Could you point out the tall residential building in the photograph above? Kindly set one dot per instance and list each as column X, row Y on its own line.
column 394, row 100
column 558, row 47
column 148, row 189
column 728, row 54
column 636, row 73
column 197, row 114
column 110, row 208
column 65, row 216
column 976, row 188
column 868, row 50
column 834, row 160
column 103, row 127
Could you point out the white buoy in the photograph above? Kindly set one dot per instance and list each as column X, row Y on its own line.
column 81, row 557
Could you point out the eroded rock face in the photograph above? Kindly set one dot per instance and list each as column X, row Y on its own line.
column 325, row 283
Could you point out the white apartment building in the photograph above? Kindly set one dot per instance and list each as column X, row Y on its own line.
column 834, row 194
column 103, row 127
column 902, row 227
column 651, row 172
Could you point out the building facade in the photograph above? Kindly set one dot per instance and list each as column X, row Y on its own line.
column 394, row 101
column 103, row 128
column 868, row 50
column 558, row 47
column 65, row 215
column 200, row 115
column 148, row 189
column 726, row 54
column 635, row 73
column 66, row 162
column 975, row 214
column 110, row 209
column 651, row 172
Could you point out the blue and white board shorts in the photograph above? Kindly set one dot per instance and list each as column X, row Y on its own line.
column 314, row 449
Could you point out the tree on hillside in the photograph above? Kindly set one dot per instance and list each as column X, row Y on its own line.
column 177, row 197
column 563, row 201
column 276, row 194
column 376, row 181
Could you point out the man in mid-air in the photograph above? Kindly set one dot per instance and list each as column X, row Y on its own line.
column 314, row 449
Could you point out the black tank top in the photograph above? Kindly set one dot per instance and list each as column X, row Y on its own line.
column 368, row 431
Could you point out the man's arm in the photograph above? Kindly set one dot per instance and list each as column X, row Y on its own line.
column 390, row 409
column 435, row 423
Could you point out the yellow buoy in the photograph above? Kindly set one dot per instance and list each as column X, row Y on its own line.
------------------------------------------------------------
## DESCRIPTION OF THE TASK
Reproduce verbatim the lines of the records above, starting at the line containing "Could you point out the building" and ending at the line containing "column 376, row 181", both included.

## TASK RESPONSE
Could you point out the building facade in the photograph above? Kindly set one dot per instance and list each as column X, row Y on its own line.
column 394, row 101
column 103, row 128
column 868, row 50
column 558, row 47
column 65, row 215
column 200, row 115
column 148, row 189
column 726, row 54
column 635, row 73
column 66, row 162
column 975, row 214
column 110, row 209
column 651, row 172
Could you point out the blue and white board shorts in the photograph above? Kindly set one dot per instance and list each as column X, row Y on its own line.
column 314, row 449
Could you point out the tree on hillside in the photograph above? Kindly set one dot per instance and list each as column X, row Y on its own line.
column 177, row 197
column 563, row 201
column 276, row 194
column 376, row 181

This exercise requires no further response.